[WHAT YOU WILL DO]: Reproduce the records between the lines holding "Each instance of the black seat" and "[[512, 111], [205, 305]]", inclusive, requests and all. Raise every point coordinate in the answers by 147, and leave the sample coordinates inside the requests unchanged.

[RECORDS SHOWN]:
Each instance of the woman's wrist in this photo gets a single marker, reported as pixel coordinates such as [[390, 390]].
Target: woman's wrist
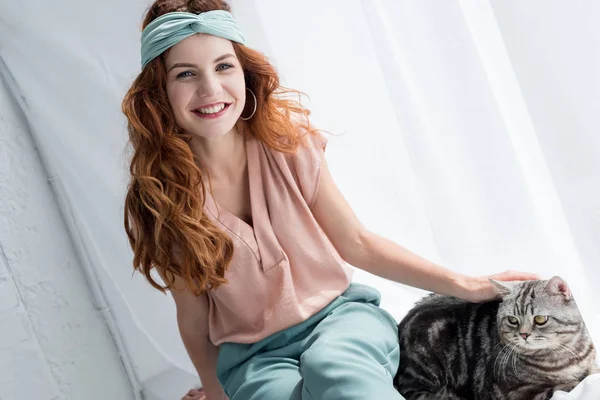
[[462, 286]]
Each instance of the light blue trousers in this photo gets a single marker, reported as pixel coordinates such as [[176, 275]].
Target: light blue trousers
[[347, 351]]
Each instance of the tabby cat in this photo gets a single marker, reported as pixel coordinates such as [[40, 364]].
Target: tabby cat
[[525, 346]]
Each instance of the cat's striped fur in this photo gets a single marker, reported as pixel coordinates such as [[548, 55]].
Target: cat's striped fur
[[451, 349]]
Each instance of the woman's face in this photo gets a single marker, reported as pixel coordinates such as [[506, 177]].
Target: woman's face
[[205, 85]]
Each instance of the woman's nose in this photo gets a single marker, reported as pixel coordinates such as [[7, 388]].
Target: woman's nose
[[209, 87]]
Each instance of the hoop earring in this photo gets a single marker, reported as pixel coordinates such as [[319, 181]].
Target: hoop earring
[[255, 104]]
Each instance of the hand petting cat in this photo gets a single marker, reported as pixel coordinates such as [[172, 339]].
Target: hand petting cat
[[478, 288]]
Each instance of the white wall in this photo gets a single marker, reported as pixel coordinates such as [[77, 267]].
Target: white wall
[[54, 344]]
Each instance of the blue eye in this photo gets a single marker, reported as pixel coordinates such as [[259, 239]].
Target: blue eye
[[181, 74], [224, 65]]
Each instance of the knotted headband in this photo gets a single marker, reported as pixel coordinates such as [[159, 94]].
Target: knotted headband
[[171, 28]]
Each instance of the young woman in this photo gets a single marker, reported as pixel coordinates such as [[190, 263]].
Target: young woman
[[231, 201]]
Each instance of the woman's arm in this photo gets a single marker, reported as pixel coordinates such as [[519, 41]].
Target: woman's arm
[[383, 257], [192, 320]]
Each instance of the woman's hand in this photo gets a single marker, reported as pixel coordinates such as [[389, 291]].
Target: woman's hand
[[478, 289], [195, 394]]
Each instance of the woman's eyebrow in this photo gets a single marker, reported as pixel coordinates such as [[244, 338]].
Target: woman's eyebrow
[[189, 65]]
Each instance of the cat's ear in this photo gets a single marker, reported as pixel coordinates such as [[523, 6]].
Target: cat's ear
[[557, 286], [502, 288]]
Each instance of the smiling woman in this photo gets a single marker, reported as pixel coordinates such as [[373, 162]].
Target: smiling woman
[[257, 265]]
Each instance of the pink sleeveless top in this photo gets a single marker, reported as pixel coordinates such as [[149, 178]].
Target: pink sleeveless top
[[284, 269]]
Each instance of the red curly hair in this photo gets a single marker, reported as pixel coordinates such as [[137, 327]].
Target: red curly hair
[[163, 215]]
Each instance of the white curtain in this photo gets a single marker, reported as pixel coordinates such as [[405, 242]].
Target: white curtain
[[469, 135]]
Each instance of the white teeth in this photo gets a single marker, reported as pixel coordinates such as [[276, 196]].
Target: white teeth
[[212, 110]]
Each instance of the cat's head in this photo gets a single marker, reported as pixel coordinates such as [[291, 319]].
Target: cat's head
[[536, 315]]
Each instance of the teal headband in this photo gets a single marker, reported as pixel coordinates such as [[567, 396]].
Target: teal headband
[[171, 28]]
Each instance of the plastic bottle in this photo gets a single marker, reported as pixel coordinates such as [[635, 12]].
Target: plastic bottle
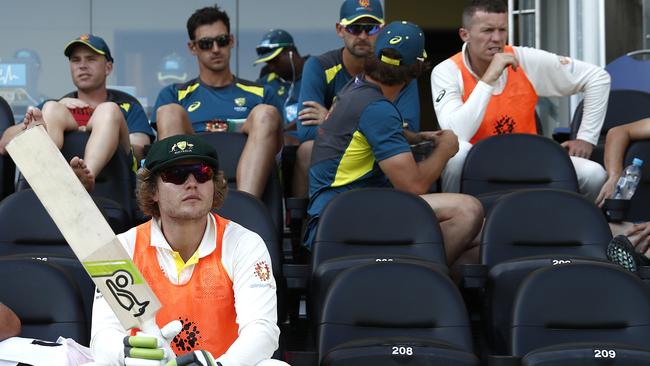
[[629, 181]]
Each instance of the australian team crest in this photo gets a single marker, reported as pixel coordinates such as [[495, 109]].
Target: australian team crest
[[181, 146]]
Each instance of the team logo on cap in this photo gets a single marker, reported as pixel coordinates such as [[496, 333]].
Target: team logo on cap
[[194, 106], [262, 271], [181, 146]]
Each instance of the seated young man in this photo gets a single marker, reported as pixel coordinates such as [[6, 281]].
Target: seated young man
[[211, 274], [114, 119]]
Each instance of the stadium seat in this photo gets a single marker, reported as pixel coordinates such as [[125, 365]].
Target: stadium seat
[[76, 272], [25, 226], [115, 185], [528, 230], [624, 106], [7, 166], [229, 146], [504, 163], [639, 208], [394, 314], [630, 72], [369, 225], [575, 313], [45, 298], [246, 210]]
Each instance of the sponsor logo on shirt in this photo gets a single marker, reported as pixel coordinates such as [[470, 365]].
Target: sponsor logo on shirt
[[194, 106], [441, 95], [240, 104]]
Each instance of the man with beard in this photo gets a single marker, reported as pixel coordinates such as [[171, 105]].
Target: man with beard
[[325, 75], [113, 118], [218, 101]]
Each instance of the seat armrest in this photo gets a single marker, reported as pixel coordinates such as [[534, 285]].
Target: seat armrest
[[474, 276]]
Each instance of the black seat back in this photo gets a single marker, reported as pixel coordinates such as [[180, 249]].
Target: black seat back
[[229, 146], [45, 299], [369, 225], [504, 163], [528, 230], [7, 166], [75, 271], [116, 181], [595, 302], [393, 301], [26, 227]]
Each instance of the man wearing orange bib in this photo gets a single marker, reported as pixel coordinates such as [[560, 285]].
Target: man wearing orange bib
[[489, 88], [211, 274]]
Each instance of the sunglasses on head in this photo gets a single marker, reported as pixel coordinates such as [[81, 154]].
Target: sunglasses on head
[[358, 28], [206, 43], [178, 174]]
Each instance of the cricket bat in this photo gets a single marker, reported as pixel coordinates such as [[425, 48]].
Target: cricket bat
[[85, 229]]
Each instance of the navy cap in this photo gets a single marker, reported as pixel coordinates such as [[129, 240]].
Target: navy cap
[[172, 69], [165, 152], [95, 43], [353, 10], [404, 37], [272, 44]]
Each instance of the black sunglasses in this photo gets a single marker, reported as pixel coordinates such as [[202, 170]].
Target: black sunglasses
[[178, 174], [358, 28], [206, 43], [262, 50]]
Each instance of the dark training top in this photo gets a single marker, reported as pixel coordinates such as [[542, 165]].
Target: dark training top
[[323, 77]]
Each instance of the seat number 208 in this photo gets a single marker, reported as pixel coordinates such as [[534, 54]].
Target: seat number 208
[[604, 353], [402, 351]]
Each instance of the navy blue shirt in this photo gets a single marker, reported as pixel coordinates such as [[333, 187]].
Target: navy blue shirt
[[136, 119], [208, 106], [323, 77], [363, 129]]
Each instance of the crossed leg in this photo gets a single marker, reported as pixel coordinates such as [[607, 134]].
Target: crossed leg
[[264, 129], [107, 129]]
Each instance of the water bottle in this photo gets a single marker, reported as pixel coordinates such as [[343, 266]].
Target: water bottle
[[629, 181]]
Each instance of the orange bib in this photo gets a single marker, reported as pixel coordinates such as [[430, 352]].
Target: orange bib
[[512, 111], [205, 305]]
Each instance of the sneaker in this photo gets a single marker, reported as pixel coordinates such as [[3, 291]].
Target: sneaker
[[621, 251]]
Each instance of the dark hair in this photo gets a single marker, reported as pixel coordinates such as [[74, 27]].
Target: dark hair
[[488, 6], [390, 74], [206, 16], [147, 186]]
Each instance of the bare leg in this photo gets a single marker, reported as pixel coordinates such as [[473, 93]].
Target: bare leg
[[263, 127], [300, 183], [460, 217], [84, 174], [172, 119], [58, 120], [108, 130]]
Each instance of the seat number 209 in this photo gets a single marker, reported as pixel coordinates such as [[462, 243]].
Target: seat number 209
[[604, 353]]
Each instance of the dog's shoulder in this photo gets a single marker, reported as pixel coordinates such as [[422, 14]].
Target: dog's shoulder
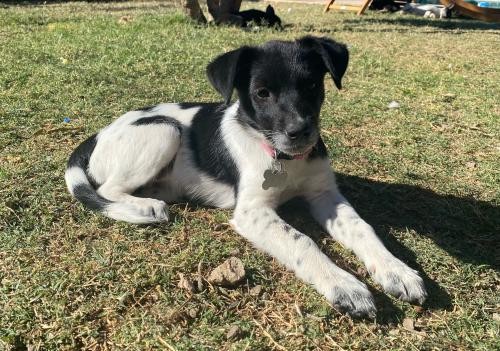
[[209, 151]]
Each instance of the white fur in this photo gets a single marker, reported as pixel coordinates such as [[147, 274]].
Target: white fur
[[128, 156]]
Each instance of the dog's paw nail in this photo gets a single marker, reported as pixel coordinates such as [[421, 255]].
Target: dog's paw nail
[[402, 282], [355, 301]]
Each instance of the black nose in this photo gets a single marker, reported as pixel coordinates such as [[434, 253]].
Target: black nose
[[297, 131]]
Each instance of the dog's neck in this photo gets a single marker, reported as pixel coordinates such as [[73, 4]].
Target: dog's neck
[[279, 155]]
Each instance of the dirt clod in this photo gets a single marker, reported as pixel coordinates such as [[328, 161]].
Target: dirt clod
[[228, 274]]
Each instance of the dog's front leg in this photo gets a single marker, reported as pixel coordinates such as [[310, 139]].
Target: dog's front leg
[[342, 222], [260, 224]]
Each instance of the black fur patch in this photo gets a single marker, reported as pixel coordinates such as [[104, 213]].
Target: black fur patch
[[188, 105], [88, 196], [81, 156], [210, 153], [159, 119], [318, 151], [146, 109]]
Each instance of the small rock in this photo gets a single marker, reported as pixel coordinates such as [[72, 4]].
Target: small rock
[[362, 272], [256, 290], [124, 19], [449, 97], [193, 312], [471, 165], [393, 105], [228, 274], [394, 332], [235, 252], [185, 283], [408, 324], [418, 309], [234, 333]]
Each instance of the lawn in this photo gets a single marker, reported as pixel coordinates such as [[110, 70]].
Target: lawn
[[426, 175]]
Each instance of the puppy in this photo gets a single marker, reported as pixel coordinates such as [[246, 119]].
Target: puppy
[[251, 155], [260, 18]]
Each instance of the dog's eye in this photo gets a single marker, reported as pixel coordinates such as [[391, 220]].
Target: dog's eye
[[312, 85], [263, 93]]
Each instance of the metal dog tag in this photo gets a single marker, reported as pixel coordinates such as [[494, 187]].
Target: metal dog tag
[[274, 177]]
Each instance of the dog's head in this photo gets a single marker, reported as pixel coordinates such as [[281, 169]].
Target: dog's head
[[280, 86]]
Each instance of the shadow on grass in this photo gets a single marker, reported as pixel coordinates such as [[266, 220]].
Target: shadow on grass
[[452, 24], [401, 24], [464, 227]]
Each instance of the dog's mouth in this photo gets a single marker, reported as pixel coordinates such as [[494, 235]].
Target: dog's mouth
[[296, 149]]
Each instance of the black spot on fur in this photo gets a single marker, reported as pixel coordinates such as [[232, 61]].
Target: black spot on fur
[[146, 109], [167, 169], [188, 105], [81, 156], [318, 151], [88, 196], [158, 120], [209, 150]]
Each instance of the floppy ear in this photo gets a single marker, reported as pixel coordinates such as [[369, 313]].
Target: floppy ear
[[335, 56], [223, 71]]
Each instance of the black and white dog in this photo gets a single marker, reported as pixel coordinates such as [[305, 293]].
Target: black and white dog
[[252, 156], [261, 18]]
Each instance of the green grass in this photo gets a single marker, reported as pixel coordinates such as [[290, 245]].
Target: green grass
[[425, 175]]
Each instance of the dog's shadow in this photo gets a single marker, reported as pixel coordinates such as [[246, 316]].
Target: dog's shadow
[[466, 228]]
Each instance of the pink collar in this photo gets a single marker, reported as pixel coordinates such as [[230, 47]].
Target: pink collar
[[276, 154]]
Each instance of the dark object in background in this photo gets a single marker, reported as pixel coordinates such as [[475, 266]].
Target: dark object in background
[[385, 5], [260, 18]]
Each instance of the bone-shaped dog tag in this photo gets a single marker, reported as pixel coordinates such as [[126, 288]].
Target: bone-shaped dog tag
[[274, 177]]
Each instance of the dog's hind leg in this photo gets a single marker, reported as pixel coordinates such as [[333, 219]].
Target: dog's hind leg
[[131, 157], [259, 223]]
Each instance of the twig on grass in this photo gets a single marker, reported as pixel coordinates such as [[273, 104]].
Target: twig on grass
[[264, 331]]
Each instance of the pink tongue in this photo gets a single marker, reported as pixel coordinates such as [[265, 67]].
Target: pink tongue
[[269, 149]]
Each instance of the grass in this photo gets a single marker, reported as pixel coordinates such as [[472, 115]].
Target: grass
[[426, 176]]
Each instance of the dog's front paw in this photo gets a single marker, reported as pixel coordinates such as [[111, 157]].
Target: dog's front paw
[[401, 281], [352, 297], [155, 209]]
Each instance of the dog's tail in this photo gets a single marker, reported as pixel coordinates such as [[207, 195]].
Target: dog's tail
[[80, 186]]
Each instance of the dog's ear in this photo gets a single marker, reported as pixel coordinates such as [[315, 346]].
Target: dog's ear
[[335, 56], [224, 70], [269, 10]]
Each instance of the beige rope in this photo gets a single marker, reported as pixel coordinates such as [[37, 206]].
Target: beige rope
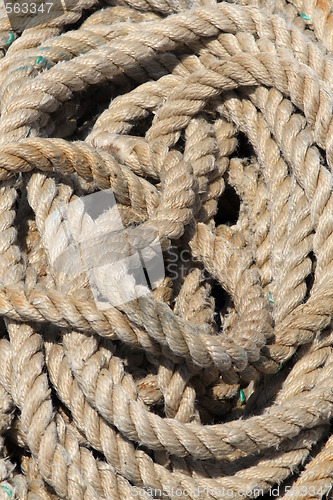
[[211, 126]]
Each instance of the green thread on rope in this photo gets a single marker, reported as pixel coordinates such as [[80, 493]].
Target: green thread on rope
[[7, 490], [270, 298], [10, 39]]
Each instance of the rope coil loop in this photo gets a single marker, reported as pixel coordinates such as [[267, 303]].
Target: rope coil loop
[[166, 250]]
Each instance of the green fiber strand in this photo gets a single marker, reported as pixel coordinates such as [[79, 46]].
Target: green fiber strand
[[270, 298]]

[FINISHED EXERCISE]:
Each instance of the black seat back in this photo gets a single marker, reported as pixel coordinates such as [[180, 249]].
Target: black seat back
[[376, 293], [192, 446], [516, 372], [651, 310], [675, 377], [154, 313], [222, 418], [263, 328], [742, 449], [540, 448], [173, 374]]
Each instance of the man wearing orange bib in this photo gets a single marker, reported as pixel coordinates such as [[560, 285]].
Target: man wearing orange bib
[[636, 235], [358, 421]]
Each instance of the sunglasses on head in this photo gets a single marker, reported as pixel coordinates such as [[81, 154]].
Target: sunglasses on head
[[505, 175], [353, 190], [325, 321]]
Each instance of the cricket bat in this photo gets a single marker, reported as pixel coordinates such as [[425, 48]].
Target: cricket bat
[[232, 376]]
Each instance of the navy cap in this photo gets a single marker, reported as pixel coordinates such as [[129, 240]].
Target: navy cap
[[319, 216], [312, 299], [242, 190], [500, 157], [551, 184], [419, 191]]
Each instance of the black sunglasses in this photo gets a single marker, reported as pixel coordinates such as [[202, 170]].
Target: black sunglasses
[[325, 321], [505, 175], [353, 190], [409, 197]]
Each instance of the dark training top in this photo gets a single marker, reported as pixel coordinates such as [[542, 165]].
Target: dark training top
[[470, 224]]
Each instance of the seat number 208 in this photo gets a single marker, reported as pixel coordinates such as [[534, 54]].
Target: seat number 208
[[751, 500], [549, 498]]
Each instance of the navy blue shirt in this photo gets a single marker, reported as pixel coordinates such as [[333, 187]].
Target: navy blue shirt
[[283, 266], [355, 253], [470, 224], [510, 276]]
Each instance of the crossed leg in this photo gets a single marker, reported as pixel coordinates such as [[607, 134]].
Target: crossed leg
[[411, 276], [254, 276]]
Each instance of the water bottle in this photo gets a single marker, reported as pixel coordinates such as [[343, 266]].
Target: water bottle
[[776, 328]]
Each instance of the orange bib in this photo gets a single marker, reported as pixel coordinates such as [[430, 352]].
Target: orange bib
[[659, 258], [352, 452]]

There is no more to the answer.